=== INSTRUCTIONS TO FOLLOW ===
Write out every line of the rows below as a numbered list, skipping any blank lines. Leave the pictures out of your answer.

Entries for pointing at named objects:
┏━━

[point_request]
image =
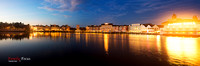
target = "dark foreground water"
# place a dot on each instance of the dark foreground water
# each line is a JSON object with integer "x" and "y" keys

┗━━

=== OUTPUT OF THE TASK ===
1. [point_request]
2. image =
3. target = "dark foreground water"
4. # place a dot on each instance of the dark foreground water
5. # each line is a JSON object with integer "x" and "y" keys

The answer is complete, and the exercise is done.